* Work to complete *
A. In the blog post on training shelter dogs, reproduce the text from "By Lisa-Anne Manolius" up to and including "harder to modify.", replacing "puppy" with "young dog".
B. Render this sentence from the blog post on training shelter dogs in Spanish: "However, dogs that are well-trained in polite manners have a much greater chance of staying in their homes."
C. According to the blog post on training shelter dogs, why is it true that the children training shelter dogs are saving lives? Answer in one to three sentences.

:: Supplied passage ::

Blog Topic: Positive Reinforcement

Saving Dogs’ Lives One Click At A Time

By Lisa-Anne Manolius | November 10, 2009 ~ Be the 1st to Comment

The other day I told the kids in my humane education class that they’re not just training shelter dogs, they’re saving lives. At first blush, that may sound like an outlandish claim. On closer examination, it really is true.

One of the primary reasons dogs are relinquished to shelters is due to behavioral issues that could easily have been prevented or curbed with positive training. Behaviors like jumping up that were seen as cute when the dog was a puppy become an annoyance when the dog becomes a bigger stronger adult. Problem behaviors are often punished making them worse, or overlooked until they become extreme and harder to modify.

Many guardians with a poorly-behaved untrained dog throw their hands in the air out of frustration. Many give up on their dogs altogether and surrender them to shelters. Once in a shelter, a dog’s future prospects are far from rosy. Given the severe pet overpopulation problem, current economic realities, and the common mentality that shelter dogs are “defective,” shelter dogs have a slim chance of adoption and a high chance of being euthanized.

However, dogs that are well-trained in polite manners have a much greater chance of staying in their homes. The same is true for dogs whose undesirable behaviors have been modified with positive reward-based training.

:::
:: Information supplied ::

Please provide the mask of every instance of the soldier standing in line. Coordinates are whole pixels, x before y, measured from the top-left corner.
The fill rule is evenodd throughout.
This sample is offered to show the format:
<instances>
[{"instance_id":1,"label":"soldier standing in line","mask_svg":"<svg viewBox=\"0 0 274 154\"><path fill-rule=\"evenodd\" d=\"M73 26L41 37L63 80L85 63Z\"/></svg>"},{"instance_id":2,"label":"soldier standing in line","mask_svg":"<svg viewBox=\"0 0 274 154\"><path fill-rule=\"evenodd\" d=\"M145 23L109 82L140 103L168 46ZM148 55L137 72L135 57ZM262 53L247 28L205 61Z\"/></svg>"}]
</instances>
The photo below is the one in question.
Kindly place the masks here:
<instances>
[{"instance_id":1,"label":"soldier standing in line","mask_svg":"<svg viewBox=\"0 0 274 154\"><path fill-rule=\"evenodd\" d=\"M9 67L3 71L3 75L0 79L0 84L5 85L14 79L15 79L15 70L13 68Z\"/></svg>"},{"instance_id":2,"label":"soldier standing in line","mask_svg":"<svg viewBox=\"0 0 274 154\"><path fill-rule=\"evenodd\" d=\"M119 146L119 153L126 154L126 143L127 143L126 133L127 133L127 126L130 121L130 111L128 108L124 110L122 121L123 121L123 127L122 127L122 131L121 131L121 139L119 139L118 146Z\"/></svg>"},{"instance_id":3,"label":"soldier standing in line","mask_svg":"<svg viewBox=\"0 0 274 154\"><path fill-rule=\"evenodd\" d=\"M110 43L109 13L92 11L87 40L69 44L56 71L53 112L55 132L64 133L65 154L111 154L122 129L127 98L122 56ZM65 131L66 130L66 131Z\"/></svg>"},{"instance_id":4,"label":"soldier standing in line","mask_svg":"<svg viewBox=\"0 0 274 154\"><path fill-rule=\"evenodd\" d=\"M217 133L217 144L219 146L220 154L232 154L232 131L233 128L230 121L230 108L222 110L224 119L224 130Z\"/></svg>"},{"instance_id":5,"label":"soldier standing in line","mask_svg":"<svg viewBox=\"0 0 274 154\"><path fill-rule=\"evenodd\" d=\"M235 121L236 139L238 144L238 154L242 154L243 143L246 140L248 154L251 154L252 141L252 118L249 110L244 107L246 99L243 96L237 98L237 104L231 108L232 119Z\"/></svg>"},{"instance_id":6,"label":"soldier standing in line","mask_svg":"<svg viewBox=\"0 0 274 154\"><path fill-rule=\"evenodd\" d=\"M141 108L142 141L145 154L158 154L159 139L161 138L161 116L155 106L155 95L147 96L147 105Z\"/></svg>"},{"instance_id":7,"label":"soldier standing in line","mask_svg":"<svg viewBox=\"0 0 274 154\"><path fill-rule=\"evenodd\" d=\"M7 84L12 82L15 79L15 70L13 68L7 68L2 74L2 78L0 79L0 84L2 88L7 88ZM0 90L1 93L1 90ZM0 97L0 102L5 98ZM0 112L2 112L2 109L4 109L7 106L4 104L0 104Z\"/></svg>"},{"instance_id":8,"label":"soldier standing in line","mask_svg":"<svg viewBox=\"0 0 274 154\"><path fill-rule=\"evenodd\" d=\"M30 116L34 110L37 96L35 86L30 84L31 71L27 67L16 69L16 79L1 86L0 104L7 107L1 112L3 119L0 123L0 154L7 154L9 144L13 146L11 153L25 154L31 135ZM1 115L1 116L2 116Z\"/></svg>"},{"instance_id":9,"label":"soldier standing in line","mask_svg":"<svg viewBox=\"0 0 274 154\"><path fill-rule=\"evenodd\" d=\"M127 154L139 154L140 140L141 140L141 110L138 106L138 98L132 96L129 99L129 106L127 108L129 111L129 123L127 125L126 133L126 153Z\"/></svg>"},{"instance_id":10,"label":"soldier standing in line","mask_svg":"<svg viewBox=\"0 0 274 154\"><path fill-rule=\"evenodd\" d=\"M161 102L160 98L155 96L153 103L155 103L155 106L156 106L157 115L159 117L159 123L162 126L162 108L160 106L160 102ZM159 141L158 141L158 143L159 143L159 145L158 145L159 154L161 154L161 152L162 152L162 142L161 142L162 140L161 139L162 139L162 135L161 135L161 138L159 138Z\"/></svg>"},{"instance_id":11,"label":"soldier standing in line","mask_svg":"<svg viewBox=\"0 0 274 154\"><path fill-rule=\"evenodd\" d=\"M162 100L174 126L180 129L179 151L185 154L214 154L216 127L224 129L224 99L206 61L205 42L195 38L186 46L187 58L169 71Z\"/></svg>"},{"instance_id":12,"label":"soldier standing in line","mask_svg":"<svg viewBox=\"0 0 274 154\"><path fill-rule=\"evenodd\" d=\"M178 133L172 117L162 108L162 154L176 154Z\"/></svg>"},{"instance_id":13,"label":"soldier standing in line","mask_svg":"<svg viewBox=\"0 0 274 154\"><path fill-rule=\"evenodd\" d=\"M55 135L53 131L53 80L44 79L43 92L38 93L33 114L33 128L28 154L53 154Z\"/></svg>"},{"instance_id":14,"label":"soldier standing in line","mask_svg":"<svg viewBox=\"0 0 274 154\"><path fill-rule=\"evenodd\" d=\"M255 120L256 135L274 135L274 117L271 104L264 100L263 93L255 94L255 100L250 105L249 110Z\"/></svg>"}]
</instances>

:::

* Solution set *
A.
By Lisa-Anne Manolius | November 10, 2009 ~ Be the 1st to Comment

The other day I told the kids in my humane education class that they’re not just training shelter dogs, they’re saving lives. At first blush, that may sound like an outlandish claim. On closer examination, it really is true.

One of the primary reasons dogs are relinquished to shelters is due to behavioral issues that could easily have been prevented or curbed with positive training. Behaviors like jumping up that were seen as cute when the dog was a young dog become an annoyance when the dog becomes a bigger stronger adult. Problem behaviors are often punished making them worse, or overlooked until they become extreme and harder to modify.

B. Sin embargo, los perros que están bien adiestrados en buenos modales tienen muchas más probabilidades de permanecer en sus hogares.

C. Behavioral issues are one of the primary reasons dogs are surrendered to shelters, where they have a slim chance of adoption and a high chance of being euthanized. Dogs that are well-trained in polite manners, or whose undesirable behaviors have been modified with positive reward-based training, have a much greater chance of staying in their homes.